A word-for-word copy of the line containing "Use the format: top-left" and every following line to the end of the data below is all the answer should hold.

--- --- ---

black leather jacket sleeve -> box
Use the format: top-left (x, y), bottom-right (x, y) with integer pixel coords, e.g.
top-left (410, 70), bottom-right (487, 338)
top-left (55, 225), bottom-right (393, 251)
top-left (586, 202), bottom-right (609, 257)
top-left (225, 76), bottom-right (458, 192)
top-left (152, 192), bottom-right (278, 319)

--- --- ---

* Result below:
Use the format: top-left (x, y), bottom-right (x, y) with integer pixel coords, e.g.
top-left (410, 70), bottom-right (487, 338)
top-left (55, 225), bottom-right (393, 251)
top-left (586, 202), bottom-right (609, 257)
top-left (225, 76), bottom-right (458, 192)
top-left (152, 192), bottom-right (278, 319)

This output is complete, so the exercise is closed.